*** Opening DATA ***

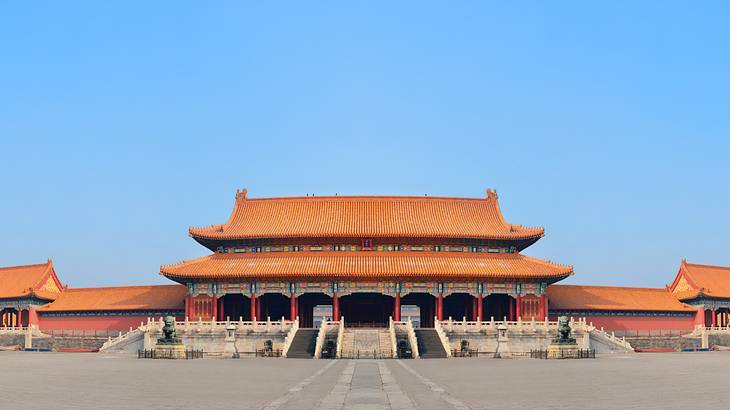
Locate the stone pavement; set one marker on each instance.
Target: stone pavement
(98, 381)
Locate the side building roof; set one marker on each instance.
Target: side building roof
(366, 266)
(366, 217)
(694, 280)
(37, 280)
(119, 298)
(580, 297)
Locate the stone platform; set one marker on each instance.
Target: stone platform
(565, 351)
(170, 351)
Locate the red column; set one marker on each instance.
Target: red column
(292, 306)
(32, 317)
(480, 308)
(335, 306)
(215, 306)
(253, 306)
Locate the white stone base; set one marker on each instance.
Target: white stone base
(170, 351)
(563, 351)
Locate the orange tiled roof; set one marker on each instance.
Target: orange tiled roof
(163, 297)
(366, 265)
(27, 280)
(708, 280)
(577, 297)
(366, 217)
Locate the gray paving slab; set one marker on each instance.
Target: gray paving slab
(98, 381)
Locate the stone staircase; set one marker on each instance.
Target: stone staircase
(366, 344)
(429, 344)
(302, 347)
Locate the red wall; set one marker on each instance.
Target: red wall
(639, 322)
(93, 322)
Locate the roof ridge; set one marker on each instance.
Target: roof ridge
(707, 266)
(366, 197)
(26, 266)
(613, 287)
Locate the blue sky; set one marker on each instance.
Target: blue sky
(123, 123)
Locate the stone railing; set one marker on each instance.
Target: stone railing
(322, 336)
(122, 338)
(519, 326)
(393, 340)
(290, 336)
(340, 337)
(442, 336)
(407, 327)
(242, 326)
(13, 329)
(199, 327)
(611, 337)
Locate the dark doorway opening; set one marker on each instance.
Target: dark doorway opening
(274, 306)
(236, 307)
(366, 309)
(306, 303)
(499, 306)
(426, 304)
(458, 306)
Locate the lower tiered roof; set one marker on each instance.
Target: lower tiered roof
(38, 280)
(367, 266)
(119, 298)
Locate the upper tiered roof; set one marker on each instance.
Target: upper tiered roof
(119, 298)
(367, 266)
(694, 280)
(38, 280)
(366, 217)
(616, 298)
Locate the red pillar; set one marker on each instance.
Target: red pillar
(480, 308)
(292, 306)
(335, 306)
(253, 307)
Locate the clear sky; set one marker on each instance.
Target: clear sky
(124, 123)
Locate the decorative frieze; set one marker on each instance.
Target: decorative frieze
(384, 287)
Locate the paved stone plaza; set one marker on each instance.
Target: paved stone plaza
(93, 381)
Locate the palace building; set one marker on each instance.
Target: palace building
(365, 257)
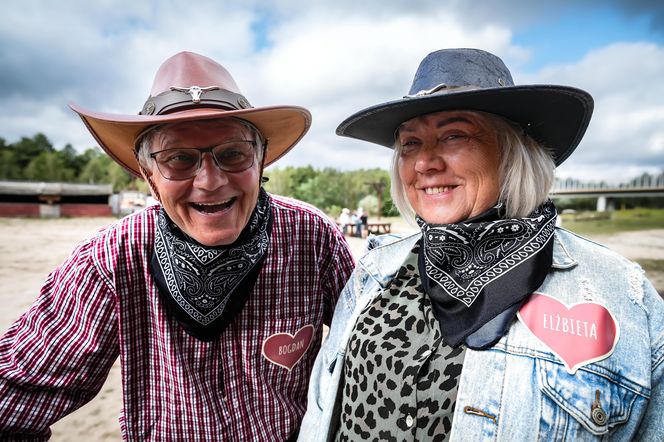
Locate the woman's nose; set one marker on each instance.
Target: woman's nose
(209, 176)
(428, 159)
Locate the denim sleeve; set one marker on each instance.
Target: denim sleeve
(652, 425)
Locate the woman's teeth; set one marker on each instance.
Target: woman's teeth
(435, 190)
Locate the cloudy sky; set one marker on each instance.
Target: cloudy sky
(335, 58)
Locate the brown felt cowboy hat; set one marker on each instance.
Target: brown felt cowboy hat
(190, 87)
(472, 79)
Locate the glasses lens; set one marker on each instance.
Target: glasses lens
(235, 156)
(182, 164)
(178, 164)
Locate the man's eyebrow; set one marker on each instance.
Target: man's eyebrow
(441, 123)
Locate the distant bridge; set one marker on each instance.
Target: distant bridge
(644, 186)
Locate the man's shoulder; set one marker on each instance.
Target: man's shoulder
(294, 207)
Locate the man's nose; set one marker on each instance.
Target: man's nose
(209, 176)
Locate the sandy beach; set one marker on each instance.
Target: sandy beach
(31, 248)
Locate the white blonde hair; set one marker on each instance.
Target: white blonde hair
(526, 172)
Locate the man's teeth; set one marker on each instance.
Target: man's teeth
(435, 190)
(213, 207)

*** Closing DATA ***
*** Opening DATA ***

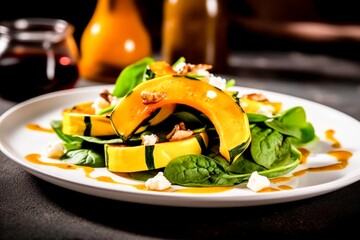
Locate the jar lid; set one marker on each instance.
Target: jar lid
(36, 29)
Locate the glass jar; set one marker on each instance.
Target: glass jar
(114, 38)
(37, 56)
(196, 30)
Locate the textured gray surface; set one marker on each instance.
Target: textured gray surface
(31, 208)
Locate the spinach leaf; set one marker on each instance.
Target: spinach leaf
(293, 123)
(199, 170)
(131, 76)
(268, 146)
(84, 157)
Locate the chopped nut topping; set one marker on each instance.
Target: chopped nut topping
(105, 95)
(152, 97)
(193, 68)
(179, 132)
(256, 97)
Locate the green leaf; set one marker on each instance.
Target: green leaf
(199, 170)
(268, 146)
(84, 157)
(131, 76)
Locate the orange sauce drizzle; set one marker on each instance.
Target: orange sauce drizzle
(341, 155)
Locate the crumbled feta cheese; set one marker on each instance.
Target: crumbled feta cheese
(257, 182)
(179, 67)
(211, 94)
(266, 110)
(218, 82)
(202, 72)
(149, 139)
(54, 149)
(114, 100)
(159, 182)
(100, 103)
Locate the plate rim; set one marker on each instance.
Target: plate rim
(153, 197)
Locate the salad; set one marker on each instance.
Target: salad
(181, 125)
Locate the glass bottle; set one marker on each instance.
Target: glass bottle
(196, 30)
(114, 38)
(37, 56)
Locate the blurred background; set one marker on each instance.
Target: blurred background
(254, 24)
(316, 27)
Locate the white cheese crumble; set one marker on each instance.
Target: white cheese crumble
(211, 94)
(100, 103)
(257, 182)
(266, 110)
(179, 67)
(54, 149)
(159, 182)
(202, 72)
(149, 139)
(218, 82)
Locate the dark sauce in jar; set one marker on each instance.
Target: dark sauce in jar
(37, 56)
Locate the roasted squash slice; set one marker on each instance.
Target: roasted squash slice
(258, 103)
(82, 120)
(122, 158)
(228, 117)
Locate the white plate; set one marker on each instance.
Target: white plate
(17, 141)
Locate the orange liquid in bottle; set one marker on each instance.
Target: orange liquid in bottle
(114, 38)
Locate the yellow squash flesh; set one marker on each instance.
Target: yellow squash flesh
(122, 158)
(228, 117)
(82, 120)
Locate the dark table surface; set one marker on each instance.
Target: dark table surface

*** Closing DATA ***

# BRIEF
Give the exact lines, and only those, from the line containing "Locate the white cheese" through the line containing "Locate the yellow" in the entries above.

# SOLUTION FOR THIS EXERCISE
Locate the white cheese crumble; set one marker on each instance.
Target: white cheese crumble
(211, 94)
(100, 103)
(257, 182)
(266, 110)
(179, 67)
(54, 149)
(159, 182)
(202, 72)
(149, 139)
(218, 82)
Locate the dark sauce in jar; set one marker on each instance.
Target: dark sauce in jar
(37, 56)
Locate the roasted squash slice; set one marker on each instance.
Target: roasted squash slice
(258, 103)
(82, 120)
(122, 158)
(228, 117)
Locate the white plate; set one marker on each instance.
Target: white plate
(17, 141)
Locate the orange liquid in bottle; set one marker on each instance.
Target: orange liquid in bottle
(114, 38)
Locate the yellow squash flesh; set one marker on each instance.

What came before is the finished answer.